What is expected: Take the lines below beginning at the line that has "traffic light -> outline every instance" and stopping after the line that has "distant hill -> outline every instance", and print them exactly as they are, with no other lines.

Source data:
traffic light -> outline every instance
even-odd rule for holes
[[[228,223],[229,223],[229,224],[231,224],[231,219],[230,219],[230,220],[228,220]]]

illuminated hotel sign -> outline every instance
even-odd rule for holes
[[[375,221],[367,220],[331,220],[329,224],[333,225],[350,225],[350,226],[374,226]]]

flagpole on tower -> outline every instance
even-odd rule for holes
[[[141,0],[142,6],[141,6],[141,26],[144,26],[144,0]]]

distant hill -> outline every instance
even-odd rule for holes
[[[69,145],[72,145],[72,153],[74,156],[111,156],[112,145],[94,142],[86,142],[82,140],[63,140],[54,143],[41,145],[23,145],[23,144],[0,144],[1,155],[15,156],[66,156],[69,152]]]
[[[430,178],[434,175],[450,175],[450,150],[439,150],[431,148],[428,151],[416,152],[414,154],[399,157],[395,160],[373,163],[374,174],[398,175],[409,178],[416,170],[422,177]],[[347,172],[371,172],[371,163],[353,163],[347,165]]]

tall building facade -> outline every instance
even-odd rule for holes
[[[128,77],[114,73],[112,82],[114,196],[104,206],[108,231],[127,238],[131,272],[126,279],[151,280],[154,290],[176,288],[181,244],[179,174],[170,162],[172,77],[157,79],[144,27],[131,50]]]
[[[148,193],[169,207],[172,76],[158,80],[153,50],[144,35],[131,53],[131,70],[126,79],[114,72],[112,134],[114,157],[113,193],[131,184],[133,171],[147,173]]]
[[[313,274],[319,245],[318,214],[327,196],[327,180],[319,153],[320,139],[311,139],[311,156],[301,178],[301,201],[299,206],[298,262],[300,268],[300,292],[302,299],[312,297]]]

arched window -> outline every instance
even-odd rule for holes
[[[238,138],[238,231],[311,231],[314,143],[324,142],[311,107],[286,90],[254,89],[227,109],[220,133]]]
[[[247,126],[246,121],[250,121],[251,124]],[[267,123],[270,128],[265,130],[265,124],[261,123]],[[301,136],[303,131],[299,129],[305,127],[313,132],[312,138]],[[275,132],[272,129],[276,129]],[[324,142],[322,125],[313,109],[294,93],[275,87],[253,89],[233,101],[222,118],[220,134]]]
---
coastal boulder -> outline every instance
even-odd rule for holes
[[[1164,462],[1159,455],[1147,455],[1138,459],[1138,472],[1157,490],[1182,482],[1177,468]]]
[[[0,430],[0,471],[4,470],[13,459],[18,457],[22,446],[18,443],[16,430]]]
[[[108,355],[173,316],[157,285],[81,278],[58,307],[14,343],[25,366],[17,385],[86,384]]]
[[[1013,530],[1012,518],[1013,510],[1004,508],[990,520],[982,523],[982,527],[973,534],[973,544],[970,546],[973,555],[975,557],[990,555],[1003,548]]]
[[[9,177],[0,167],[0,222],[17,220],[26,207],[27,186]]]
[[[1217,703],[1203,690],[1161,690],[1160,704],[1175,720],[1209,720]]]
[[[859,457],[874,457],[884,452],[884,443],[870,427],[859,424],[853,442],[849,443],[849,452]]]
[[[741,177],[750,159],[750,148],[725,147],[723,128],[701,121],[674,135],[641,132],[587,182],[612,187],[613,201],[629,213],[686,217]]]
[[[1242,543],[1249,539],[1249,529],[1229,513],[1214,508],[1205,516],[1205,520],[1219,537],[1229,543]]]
==
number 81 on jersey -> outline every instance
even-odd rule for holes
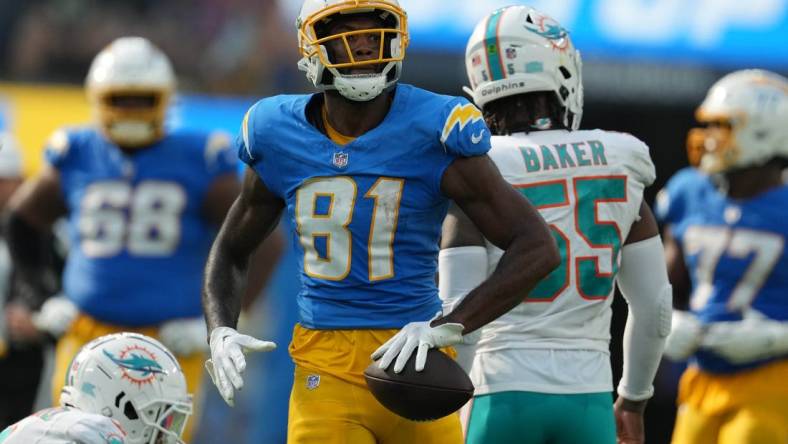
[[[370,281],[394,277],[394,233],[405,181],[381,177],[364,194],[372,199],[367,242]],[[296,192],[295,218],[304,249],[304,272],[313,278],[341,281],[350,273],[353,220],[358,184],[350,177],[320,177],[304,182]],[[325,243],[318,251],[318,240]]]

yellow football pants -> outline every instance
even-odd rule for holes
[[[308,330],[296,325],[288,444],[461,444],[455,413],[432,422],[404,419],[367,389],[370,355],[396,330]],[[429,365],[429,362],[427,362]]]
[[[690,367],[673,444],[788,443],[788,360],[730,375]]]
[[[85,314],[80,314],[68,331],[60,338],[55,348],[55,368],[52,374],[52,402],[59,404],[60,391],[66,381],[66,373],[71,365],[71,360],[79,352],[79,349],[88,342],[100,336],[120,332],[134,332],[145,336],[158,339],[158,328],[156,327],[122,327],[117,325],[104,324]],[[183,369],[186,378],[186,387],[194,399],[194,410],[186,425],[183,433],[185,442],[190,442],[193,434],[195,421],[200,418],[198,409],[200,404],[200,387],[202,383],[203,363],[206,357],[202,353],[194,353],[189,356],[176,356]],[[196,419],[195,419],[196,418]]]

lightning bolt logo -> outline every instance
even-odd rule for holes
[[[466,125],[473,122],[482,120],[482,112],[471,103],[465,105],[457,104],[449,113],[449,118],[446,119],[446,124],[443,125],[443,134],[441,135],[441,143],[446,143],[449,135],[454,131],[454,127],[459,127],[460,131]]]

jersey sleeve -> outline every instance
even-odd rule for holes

Written response:
traffic light -> outline every instance
even-odd rule for holes
[[[228,223],[229,223],[229,224],[231,224],[231,219],[230,219],[230,220],[228,220]]]

illuminated hotel sign -> outline every instance
even-odd rule for holes
[[[375,221],[367,220],[331,220],[329,224],[333,225],[350,225],[350,226],[374,226]]]

flagpole on tower -> outline every instance
even-odd rule for holes
[[[141,0],[142,6],[141,6],[141,26],[144,26],[144,0]]]

distant hill -> outline every instance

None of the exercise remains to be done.